Tarefas a realizar >>
1/ Transcreva, do texto sobre a dança, o trecho que vai de "Na Abamba, os" até "sonhos e afetividades.".
2/ Organize em uma lista numerada, omitindo as linhas em branco, apenas o trecho dos registros que vai da linha que contém "clear blue sky, written as integer pixel values." até a linha que contém "(1318, 561)", ambas incluídas.

Trecho do documento >>

----------------------------------------

Uma
dança pode ser muito leve, moderada, milimetricamente desenhada como os
giros eternos de uma bailarina. Pode ser sensual quando une o corpo e
alma em busca de passos de sedução. A dança expressa o ódio, a dor e a
pressão e cada um desses elementos podem ser vividos diariamente no
percurso de todo ser humano. Desde que existe uma vida, existe uma dança
a embalar cada momento, mesmo os mais desafiadores.
Luiz Fellype conheceu momentos desafiadores, mas quando olhava ao seu
redor somente enxergava o inverso de suas realidades e a elas delegava
seus sonhos: a fama, o glamour, o sucesso em si. Mas também conhecera a
face de muitos desses sentimentos e percebeu que eles evaporam
rapidamente se não houver realmente uma consistência em seu real valor.
Na Abamba, os meninos do Barão se reconheciam pelos medos que
vivenciaram, pelas cicatrizes deixadas, pelas torturas psicológicas que
já foram submetidos e, principalmente, as asas cortadas e muitas delas
deformadas pela total castração de seus sonhos e afetividades.
E um passa a ser um espelho para o outro e as vidas passam a se
reconhecer e os medos passam a serem domados e os sonhos alimentados em
cada novo movimento. A dor de um era única, mas com conteúdos muito
semelhantes, como os nós que foram atados dentro da Terra castradora do
Não. E os nós da vida são apenas reparados se você retornar ao ponto do
ato e imediatamente usar o mesmo não como forma de expulsar a mão
opressora que desnorteia os sentidos. Reunir todas as mágoas, todos os
medos, todos os preconceitos e expulsá-los definitivamente de suas
vidas, isso exige uma operação conjunta e os meninos do Barão tinham
esse desejo em comum: libertar-se da mão opressora que desnutre o
potencial inerente de cada um deles.
E eles fazem de cada um dos exercícios cênicos, uma expressão de
libertação e assim nutrem suas essências, deixam fluir o seu verdadeiro
eu e trabalham arduamente pela conquista de seus sonhos. Alguns não
aguentam o peso da própria vida e se entregam aos vícios. Luiz não tem
preconceito algum de falar isso abertamente e isso também o fez ver o
lado escuro da vida para apreciar com muito mais dignidade o lado claro e
límpido, e perceber que cada uma das suas realidades poderiam ser
recicladas, repaginadas, invertidas e que em suas mãos estava o destino
que ele desejaria seguir.

----------------------------------------

Dados registrados >>
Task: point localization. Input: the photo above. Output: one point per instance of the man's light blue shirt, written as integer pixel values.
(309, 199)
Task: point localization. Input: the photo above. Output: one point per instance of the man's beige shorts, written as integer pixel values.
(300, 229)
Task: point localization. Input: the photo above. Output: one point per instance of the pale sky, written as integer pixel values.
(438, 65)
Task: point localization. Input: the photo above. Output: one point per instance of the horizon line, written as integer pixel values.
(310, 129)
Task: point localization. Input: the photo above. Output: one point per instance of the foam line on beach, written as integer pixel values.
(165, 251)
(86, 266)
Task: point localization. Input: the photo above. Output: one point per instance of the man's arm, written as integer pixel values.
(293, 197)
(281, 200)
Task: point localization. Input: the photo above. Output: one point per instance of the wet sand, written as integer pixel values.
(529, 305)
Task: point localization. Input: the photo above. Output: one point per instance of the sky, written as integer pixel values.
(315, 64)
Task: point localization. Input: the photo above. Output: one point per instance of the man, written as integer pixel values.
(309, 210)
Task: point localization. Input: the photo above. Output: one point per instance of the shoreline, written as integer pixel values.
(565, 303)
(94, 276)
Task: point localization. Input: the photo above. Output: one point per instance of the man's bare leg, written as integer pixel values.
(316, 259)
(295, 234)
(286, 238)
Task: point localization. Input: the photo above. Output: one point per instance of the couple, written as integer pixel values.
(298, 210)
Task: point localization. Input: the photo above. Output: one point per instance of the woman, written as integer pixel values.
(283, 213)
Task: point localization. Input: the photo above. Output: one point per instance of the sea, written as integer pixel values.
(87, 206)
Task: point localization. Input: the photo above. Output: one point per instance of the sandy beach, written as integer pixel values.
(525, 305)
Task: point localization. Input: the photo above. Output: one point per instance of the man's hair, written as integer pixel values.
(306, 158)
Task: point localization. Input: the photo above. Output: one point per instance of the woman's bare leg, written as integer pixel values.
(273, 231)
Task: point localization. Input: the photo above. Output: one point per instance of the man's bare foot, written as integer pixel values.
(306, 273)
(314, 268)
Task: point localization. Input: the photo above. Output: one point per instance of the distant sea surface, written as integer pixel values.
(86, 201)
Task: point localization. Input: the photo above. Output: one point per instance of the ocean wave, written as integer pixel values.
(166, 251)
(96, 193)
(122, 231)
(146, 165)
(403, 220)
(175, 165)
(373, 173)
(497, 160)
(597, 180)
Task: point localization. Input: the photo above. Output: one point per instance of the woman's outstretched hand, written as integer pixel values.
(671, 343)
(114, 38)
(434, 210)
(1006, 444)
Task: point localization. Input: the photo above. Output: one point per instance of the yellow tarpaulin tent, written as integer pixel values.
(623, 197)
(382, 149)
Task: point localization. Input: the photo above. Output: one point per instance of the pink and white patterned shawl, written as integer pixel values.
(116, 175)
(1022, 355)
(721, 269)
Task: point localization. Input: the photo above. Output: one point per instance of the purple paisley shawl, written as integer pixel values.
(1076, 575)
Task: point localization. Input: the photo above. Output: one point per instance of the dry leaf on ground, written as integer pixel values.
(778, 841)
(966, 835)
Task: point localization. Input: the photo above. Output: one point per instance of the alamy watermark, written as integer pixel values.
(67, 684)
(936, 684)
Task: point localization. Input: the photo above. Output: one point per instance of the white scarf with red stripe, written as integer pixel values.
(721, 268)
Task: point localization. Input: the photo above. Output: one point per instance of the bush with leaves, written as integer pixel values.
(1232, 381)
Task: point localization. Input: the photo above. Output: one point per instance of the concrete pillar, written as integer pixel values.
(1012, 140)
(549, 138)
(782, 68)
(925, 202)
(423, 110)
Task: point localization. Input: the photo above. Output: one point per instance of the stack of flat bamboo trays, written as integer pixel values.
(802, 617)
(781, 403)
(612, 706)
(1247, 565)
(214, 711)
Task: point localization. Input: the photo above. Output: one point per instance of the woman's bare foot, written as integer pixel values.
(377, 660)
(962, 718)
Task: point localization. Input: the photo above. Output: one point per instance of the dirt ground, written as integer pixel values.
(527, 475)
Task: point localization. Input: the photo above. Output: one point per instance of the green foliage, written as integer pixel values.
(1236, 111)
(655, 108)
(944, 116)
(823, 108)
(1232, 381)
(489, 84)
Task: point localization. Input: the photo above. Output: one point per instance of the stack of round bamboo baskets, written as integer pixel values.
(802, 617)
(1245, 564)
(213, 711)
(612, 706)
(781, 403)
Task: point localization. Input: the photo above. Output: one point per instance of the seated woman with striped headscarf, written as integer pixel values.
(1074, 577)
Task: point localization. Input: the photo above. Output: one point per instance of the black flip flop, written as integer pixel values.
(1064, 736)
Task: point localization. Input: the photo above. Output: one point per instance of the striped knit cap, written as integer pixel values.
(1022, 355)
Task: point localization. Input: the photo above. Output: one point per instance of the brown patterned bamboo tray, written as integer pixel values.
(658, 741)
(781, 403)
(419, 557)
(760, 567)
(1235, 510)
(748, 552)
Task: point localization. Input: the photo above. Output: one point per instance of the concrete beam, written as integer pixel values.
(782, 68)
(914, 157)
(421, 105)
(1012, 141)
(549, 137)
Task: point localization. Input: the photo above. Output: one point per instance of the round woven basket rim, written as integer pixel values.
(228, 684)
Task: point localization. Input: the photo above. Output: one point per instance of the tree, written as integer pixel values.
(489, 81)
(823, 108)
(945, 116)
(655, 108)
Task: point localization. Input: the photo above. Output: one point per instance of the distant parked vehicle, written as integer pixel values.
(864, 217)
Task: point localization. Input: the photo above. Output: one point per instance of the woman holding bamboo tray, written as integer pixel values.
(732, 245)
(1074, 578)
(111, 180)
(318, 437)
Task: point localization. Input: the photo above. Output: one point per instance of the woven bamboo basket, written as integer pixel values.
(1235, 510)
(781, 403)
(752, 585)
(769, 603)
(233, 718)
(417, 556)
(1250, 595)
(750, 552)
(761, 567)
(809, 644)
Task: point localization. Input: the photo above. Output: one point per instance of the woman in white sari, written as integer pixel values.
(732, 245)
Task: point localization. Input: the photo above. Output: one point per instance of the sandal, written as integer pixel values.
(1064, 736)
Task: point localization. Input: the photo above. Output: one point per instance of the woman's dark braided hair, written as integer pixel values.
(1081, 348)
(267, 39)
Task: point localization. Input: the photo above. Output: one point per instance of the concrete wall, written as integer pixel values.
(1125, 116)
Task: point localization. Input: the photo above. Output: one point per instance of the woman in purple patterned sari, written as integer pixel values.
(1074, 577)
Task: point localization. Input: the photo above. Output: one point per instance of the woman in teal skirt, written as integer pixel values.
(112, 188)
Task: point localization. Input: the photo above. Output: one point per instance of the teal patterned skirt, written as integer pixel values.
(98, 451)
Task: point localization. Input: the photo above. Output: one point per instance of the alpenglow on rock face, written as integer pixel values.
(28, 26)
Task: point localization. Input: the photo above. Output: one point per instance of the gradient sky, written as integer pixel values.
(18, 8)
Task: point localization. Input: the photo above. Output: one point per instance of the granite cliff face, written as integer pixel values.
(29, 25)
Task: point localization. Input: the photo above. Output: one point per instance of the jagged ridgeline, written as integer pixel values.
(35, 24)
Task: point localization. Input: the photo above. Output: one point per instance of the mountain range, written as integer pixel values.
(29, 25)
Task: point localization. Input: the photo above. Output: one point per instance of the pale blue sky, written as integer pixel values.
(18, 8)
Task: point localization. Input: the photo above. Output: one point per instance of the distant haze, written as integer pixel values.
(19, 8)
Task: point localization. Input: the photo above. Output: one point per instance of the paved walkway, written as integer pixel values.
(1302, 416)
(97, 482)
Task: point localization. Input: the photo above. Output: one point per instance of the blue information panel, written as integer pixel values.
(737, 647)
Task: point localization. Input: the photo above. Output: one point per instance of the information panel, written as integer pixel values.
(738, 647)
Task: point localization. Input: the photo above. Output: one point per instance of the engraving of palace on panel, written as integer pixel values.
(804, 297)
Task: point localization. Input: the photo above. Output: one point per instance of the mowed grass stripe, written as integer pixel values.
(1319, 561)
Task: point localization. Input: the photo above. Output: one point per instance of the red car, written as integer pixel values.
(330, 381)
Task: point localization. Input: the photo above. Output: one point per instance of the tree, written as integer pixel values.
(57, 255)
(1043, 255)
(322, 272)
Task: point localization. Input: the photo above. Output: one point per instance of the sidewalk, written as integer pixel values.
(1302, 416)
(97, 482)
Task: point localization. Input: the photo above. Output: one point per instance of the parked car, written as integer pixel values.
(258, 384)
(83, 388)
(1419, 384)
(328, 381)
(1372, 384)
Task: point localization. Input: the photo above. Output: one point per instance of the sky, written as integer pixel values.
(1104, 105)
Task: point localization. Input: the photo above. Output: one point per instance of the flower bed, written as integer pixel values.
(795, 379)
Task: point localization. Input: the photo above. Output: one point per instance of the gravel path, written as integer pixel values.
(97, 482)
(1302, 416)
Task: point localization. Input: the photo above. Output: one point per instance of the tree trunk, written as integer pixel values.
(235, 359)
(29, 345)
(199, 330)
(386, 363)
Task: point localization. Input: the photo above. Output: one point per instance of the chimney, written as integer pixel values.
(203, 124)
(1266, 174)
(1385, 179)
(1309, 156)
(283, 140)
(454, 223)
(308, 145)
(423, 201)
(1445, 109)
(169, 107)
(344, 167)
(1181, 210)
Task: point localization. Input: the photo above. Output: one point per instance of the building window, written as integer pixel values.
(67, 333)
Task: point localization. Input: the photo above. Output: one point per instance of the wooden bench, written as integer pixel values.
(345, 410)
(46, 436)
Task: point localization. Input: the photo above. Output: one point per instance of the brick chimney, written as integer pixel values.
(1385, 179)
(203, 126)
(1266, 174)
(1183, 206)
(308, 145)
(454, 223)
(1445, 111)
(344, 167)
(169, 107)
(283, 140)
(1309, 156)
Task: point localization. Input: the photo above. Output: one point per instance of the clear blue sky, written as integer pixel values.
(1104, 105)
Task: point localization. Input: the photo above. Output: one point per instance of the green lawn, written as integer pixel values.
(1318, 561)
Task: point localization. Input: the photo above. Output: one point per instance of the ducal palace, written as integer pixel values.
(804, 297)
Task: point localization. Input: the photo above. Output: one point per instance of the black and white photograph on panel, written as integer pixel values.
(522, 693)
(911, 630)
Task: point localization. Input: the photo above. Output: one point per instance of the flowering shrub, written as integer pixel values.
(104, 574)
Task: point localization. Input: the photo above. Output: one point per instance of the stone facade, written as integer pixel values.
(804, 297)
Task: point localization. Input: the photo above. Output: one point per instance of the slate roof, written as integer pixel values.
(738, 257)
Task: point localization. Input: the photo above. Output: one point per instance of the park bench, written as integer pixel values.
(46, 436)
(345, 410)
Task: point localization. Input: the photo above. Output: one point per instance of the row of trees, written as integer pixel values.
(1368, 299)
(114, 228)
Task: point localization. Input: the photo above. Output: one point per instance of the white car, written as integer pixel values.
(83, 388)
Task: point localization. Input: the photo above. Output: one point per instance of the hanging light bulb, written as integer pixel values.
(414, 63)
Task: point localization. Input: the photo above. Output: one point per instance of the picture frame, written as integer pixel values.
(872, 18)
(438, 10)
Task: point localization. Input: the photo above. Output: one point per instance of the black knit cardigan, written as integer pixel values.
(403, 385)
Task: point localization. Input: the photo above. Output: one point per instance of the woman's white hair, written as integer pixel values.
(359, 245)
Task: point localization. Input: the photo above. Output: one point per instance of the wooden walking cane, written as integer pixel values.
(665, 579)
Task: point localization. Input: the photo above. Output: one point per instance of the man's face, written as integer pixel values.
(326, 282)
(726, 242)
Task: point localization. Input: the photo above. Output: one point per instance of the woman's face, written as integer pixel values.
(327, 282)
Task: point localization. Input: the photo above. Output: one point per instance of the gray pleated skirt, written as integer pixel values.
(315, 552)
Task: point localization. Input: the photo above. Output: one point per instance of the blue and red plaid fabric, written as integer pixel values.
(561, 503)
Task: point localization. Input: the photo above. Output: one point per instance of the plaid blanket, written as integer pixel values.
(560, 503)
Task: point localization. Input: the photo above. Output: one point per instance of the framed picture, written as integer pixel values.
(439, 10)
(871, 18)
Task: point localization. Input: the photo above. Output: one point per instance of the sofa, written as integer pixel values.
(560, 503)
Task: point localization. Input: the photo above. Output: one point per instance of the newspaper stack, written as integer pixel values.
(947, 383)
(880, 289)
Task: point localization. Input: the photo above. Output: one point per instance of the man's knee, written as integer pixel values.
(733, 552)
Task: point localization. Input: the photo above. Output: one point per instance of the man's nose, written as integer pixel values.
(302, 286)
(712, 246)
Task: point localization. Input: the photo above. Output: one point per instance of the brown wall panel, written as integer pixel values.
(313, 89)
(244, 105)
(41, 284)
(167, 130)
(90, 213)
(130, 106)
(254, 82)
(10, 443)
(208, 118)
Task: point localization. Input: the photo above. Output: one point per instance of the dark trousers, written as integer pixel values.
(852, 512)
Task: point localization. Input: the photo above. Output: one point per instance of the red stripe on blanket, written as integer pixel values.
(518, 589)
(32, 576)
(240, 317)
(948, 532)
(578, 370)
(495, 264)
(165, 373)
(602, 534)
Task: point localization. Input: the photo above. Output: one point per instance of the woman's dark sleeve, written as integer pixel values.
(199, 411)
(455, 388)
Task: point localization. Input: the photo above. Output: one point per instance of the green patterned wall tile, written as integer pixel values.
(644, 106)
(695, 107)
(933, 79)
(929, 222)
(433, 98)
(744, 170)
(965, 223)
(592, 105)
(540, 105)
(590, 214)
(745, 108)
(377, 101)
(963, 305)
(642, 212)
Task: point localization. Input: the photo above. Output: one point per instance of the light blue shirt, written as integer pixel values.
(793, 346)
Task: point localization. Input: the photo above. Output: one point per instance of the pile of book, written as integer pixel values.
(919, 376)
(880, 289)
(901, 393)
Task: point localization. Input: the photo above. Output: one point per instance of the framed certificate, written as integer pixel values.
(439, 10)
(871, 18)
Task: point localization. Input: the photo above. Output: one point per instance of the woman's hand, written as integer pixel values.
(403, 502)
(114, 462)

----------------------------------------

Conjunto de respostas >>
1/
Na Abamba, os meninos do Barão se reconheciam pelos medos que
vivenciaram, pelas cicatrizes deixadas, pelas torturas psicológicas que
já foram submetidos e, principalmente, as asas cortadas e muitas delas
deformadas pela total castração de seus sonhos e afetividades.

2/
1. Task: point localization. Input: the photo above. Output: one point per instance of the clear blue sky, written as integer pixel values.
2. (1104, 105)
3. Task: point localization. Input: the photo above. Output: one point per instance of the green lawn, written as integer pixel values.
4. (1318, 561)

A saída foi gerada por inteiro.